* **Excerpt**
########################################

Scaling ECS Workloads

There are different approaches for scaling a system. Traditionally systems have used, what we call an Infrastructure First approach, where the system focuses on infrastructure metrics such as CPU or Memory usage, and scales up the cluster infrastructure. In this case the application scales up following the metrics derived from the infrastructure.

While you can still use that approach on ECS, ECS follows an Application First scaling approach, where the scaling is based on the number of desired. ECS has two type of scaling activities:

  • ECS Service / Application Scaling: This refers to the ability to increase or decrease the desired count of tasks in your Amazon ECS service based on dynamic traffic and load patterns in the workload. Amazon ECS publishes CloudWatch metrics with your service’s average CPU and memory usage. You can use these and other CloudWatch metrics to scale out your service (add more tasks) to deal with high demand at peak times, and to scale in your service (run fewer tasks) to reduce costs during periods of low utilization.

  • ECS Container Instances Scaling: This refers to the ability to increase or decrease the desired count of EC2 instances in your Amazon ECS cluster based on ECS Service / Application scaling. For this kind of scaling, it is typical practice depending upon Auto Scaling group level scaling policies.

To scale the infrastructure using the Application First approach on ECS, we will use Amazon ECS cluster Capacity Providers to determine the infrastructure in use for our tasks and we will use Amazon ECS Cluster Auto Scaling (CAS) to enables to manage the scale of the cluster according to the application needs.

Capacity Providers configuration include:

  • An Auto Scaling Group to associate with the capacity provider. The Autoscaling group must already exist.
  • An attribute to enable/disable Managed scaling; if enabled, Amazon ECS manages the scale-in and scale-out actions of the Auto Scaling group through the use of AWS Auto Scaling scaling plan also referred to as Cluster Auto Scaling (CAS). This also means you can scale up your ECS cluster zero capacity in the Auto Scaling group.
  • An attribute to define the Target capacity %(percentage) - number between 1 and 100. When managed scaling is enabled this value is used as the target value against the metric used by Amazon ECS-managed target tracking scaling policy.
  • An attribute to define Managed termination protection. which prevents EC2 instances that contain ECS tasks and that are in an Auto Scaling group from being terminated during scale-in actions.

########################################

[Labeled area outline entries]

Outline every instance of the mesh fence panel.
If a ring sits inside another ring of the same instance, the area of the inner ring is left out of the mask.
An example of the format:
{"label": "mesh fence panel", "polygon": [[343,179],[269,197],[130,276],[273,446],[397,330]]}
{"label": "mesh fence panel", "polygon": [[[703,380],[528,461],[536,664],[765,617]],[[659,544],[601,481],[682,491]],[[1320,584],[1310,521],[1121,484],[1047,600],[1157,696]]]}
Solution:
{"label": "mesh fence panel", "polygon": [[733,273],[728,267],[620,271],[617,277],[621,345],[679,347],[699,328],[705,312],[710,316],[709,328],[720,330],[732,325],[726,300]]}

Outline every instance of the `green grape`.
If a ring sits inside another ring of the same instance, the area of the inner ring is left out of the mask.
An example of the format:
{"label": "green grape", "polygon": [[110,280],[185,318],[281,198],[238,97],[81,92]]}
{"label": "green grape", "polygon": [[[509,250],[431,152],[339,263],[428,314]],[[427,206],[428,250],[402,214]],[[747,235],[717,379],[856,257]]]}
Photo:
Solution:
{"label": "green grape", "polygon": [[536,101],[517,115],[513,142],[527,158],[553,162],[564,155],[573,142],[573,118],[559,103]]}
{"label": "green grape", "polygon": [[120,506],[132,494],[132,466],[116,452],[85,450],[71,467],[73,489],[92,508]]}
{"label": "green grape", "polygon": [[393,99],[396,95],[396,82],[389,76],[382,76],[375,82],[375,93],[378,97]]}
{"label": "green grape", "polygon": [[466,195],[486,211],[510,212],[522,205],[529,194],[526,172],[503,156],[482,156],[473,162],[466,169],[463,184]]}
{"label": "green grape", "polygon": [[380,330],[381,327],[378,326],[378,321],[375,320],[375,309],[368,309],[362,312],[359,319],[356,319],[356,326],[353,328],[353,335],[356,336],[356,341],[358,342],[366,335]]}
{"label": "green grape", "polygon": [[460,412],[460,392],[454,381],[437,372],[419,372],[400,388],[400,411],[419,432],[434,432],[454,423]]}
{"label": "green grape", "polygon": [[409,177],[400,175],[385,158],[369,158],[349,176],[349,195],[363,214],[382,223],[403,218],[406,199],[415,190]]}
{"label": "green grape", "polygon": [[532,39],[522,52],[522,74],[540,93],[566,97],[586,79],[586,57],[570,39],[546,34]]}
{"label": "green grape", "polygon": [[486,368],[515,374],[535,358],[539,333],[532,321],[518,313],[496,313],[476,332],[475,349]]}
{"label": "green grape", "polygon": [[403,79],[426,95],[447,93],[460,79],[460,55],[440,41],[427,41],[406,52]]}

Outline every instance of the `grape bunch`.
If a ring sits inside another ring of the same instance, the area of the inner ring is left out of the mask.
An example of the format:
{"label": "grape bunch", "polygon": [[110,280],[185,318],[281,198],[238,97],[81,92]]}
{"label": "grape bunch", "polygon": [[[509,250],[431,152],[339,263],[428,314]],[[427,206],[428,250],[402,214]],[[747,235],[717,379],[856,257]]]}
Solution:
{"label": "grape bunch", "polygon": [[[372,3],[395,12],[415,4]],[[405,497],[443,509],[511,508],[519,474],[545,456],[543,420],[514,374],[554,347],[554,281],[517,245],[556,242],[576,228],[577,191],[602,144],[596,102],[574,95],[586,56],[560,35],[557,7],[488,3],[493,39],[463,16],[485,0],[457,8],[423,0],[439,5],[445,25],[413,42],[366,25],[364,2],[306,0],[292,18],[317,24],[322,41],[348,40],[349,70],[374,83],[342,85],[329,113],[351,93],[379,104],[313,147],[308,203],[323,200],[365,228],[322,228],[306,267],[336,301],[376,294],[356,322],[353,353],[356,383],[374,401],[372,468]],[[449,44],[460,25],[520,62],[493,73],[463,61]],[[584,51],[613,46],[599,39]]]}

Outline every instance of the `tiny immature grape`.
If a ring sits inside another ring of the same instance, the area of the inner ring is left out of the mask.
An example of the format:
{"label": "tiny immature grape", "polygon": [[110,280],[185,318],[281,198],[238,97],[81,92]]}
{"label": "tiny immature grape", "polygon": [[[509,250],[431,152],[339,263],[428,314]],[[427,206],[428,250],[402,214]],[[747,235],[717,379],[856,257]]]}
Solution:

########################################

* **To-do list**
1) Reproduce the stretch of the ECS scaling text from "To scale the" through "the application needs." word for word.
2) Locate each line of the entries that contains the string "tiny" and copy those lines out. Case counts.

* **Answers in order**
1)
To scale the infrastructure using the Application First approach on ECS, we will use Amazon ECS cluster Capacity Providers to determine the infrastructure in use for our tasks and we will use Amazon ECS Cluster Auto Scaling (CAS) to enables to manage the scale of the cluster according to the application needs.

2)
Outline every instance of the `tiny immature grape`.
{"label": "tiny immature grape", "polygon": [[110,280],[185,318],[281,198],[238,97],[81,92]]}
{"label": "tiny immature grape", "polygon": [[[509,250],[431,152],[339,263],[428,314]],[[427,206],[428,250],[402,214]],[[747,235],[717,379],[856,257]]]}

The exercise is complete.